According to the Café Elektric article below, who handled the film's cinematography?

SOURCE
════

- Film poster
- Directed by: Gustav Ucicky
- Written by: Jacques Bachrach Felix Fischer (play)
- Produced by: Count Sascha Kolowrat-Krakowski
- Starring: Marlene Dietrich Willi Forst
- Cinematography: Hans Androschin
- Music by: Gerhard Gruber
- Distributed by: Sascha-Film
- Release date: 25 November 1927;
- Running time: 80 minutes
- Country: Austria
- Language: Silent

= Café Elektric =

1927 film

Café Elektric is a 1927 Austrian silent drama film directed by Gustav Ucicky.

== Plot ==
Erni, the daughter of a wealthy industrialist Göttlinger falls for a pickpocket Fredl, but Fredl prefers Hansi, a prostitute at the Café Elektric. Max who is a Göttlinger architect, loves Erni, until he discovers her relationship with Fredl. Recuperating at the Café Elektric, Max falls in love with Hansi. Göttlinger also liked Hansi, so he fired Max. Max now lives in need with reformed Hansi, but leaves her when he suspects she has returned to prostitution. At the Café Elektric Fredl stabs Hansi. Max now is a reporter who covers the story. Since Hansi is innocent, they reunite.

════

SUPPLIED MATERIAL
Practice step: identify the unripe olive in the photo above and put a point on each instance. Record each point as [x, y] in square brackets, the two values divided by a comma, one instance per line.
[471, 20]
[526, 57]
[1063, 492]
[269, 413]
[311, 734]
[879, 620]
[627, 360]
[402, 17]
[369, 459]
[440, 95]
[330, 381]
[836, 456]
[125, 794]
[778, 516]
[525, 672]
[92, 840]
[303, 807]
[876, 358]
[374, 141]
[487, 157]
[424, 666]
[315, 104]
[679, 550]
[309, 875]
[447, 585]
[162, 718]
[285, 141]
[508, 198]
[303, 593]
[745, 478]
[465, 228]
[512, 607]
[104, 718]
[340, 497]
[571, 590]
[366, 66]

════

CORRECT RESPONSE
Hans Androschin